→ Directions: Please reproduce every entry, keeping each one exact.
---*---
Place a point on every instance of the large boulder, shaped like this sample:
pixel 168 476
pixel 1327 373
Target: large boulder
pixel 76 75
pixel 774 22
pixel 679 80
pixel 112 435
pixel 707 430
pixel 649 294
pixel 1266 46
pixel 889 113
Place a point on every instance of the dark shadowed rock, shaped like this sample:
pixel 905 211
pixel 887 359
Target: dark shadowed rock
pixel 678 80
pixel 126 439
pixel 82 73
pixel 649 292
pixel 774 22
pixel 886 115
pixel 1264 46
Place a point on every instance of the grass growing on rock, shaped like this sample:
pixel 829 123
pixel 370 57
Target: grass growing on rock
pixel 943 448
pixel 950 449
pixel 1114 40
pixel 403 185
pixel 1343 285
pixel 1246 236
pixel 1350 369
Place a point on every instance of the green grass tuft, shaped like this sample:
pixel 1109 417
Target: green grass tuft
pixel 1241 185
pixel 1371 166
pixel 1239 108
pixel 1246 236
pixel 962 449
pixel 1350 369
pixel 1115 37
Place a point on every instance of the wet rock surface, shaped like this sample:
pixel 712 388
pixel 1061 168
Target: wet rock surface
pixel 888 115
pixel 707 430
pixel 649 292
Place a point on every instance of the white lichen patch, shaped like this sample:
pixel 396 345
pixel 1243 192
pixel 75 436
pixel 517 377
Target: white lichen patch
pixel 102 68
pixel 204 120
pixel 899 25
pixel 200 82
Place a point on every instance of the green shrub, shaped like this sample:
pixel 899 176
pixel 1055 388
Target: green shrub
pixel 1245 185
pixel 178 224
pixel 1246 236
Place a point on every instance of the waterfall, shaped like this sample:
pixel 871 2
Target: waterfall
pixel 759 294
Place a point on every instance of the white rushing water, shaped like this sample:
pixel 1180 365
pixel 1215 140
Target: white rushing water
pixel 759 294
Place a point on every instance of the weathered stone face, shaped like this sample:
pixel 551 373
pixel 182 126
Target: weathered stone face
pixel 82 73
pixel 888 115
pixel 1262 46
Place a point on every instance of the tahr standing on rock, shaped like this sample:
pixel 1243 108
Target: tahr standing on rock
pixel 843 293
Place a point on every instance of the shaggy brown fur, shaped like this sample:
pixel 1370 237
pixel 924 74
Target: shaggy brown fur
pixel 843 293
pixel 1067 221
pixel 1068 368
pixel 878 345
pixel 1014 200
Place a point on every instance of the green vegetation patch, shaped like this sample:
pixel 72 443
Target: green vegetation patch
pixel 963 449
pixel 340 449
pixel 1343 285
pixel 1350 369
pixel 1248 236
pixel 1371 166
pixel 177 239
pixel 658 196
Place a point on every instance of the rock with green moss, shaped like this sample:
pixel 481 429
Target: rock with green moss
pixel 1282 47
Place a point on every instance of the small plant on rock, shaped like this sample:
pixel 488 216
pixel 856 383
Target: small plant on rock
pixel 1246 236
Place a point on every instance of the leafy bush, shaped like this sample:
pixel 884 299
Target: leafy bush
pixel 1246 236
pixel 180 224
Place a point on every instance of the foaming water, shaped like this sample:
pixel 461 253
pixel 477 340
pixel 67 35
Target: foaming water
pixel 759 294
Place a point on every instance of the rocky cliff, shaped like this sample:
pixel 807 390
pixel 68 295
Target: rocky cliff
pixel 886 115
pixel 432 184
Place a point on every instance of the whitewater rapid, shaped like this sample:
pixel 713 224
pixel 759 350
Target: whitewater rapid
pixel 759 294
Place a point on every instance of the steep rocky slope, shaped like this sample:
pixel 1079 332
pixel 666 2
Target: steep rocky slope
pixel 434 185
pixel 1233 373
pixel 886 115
---*---
→ Solution:
Place a point on every instance of the large boulder, shaped like this sample:
pixel 168 476
pixel 1327 373
Target: large boulder
pixel 76 75
pixel 774 22
pixel 679 80
pixel 112 435
pixel 707 430
pixel 649 294
pixel 1266 46
pixel 889 113
Place a point on every instance of the dark shadowed rock, shaped like this sample:
pixel 905 211
pixel 887 359
Target: dark shadowed rock
pixel 678 80
pixel 126 439
pixel 82 73
pixel 649 292
pixel 774 22
pixel 886 115
pixel 1264 46
Place a point on every instance of the grass growing on rock, shaped like this sample:
pixel 829 123
pixel 370 57
Target: grass growing on rock
pixel 943 448
pixel 950 449
pixel 1114 40
pixel 403 185
pixel 1343 285
pixel 1246 236
pixel 1350 369
Place a point on every instance of the green grass tuft, shaped like this sample:
pixel 1109 417
Target: green grass tuft
pixel 1241 185
pixel 1371 166
pixel 1239 108
pixel 1246 236
pixel 962 449
pixel 1350 369
pixel 1115 37
Place a point on every instance of the wet rock surface, shaped like this sample:
pixel 712 388
pixel 1061 168
Target: wet rock surface
pixel 888 115
pixel 707 430
pixel 649 292
Place a point on every instance of the white lichen patch, shaped like this sample:
pixel 396 345
pixel 1243 192
pixel 75 436
pixel 517 377
Target: white lichen patch
pixel 102 68
pixel 204 120
pixel 899 25
pixel 200 82
Place a point on every instance of the green shrub, shaped like this sample:
pixel 899 176
pixel 1055 388
Target: green shrub
pixel 1245 185
pixel 178 224
pixel 1246 236
Place a point on every instance of the waterfall, shaped like this sample:
pixel 871 2
Target: waterfall
pixel 759 294
Place a point on every instance of the white rushing water, shaped like this sample:
pixel 1180 365
pixel 1215 140
Target: white rushing water
pixel 759 294
Place a point on every instance of the weathered stone face, shaped like this sample:
pixel 551 373
pixel 182 126
Target: weathered stone face
pixel 82 73
pixel 888 115
pixel 1262 46
Place a point on every instance of the tahr standing on rock, shaped like this sample:
pixel 1243 108
Target: tahr standing on rock
pixel 843 293
Place a point on every instance of the shaggy brown fur, shaped like this sample:
pixel 1370 237
pixel 924 74
Target: shaggy brown fur
pixel 843 293
pixel 1067 221
pixel 1068 368
pixel 878 345
pixel 1014 200
Place a point on every instance of the green vegetation patch, shaped like this sample:
pixel 72 443
Target: green vegetation patch
pixel 963 449
pixel 340 449
pixel 1343 285
pixel 1350 369
pixel 1248 236
pixel 1371 166
pixel 177 239
pixel 658 196
Place a point on every instance of the rock with green moss, shaped like this sample:
pixel 481 429
Target: rock with green moss
pixel 1282 47
Place a point on every instance of the small plant on rock, shaped like this sample:
pixel 488 216
pixel 856 383
Target: small plant on rock
pixel 1246 236
Place a point on every instance of the leafy bush, shaped like this sample:
pixel 884 299
Target: leafy bush
pixel 1246 236
pixel 180 224
Place a point on every instance of the foaming water, shaped like this sample:
pixel 461 253
pixel 477 340
pixel 67 35
Target: foaming water
pixel 759 294
Place a point on every instance of the rocky cliff, shaped like this sample:
pixel 807 390
pixel 68 295
Target: rocky cliff
pixel 886 115
pixel 432 184
Place a point on every instance of the whitewater rapid, shaped like this sample:
pixel 713 224
pixel 759 350
Target: whitewater rapid
pixel 759 294
Place a point on every instance of the steep rocky slope, shaped like this sample:
pixel 1079 332
pixel 666 2
Target: steep rocky slope
pixel 434 185
pixel 1233 373
pixel 886 115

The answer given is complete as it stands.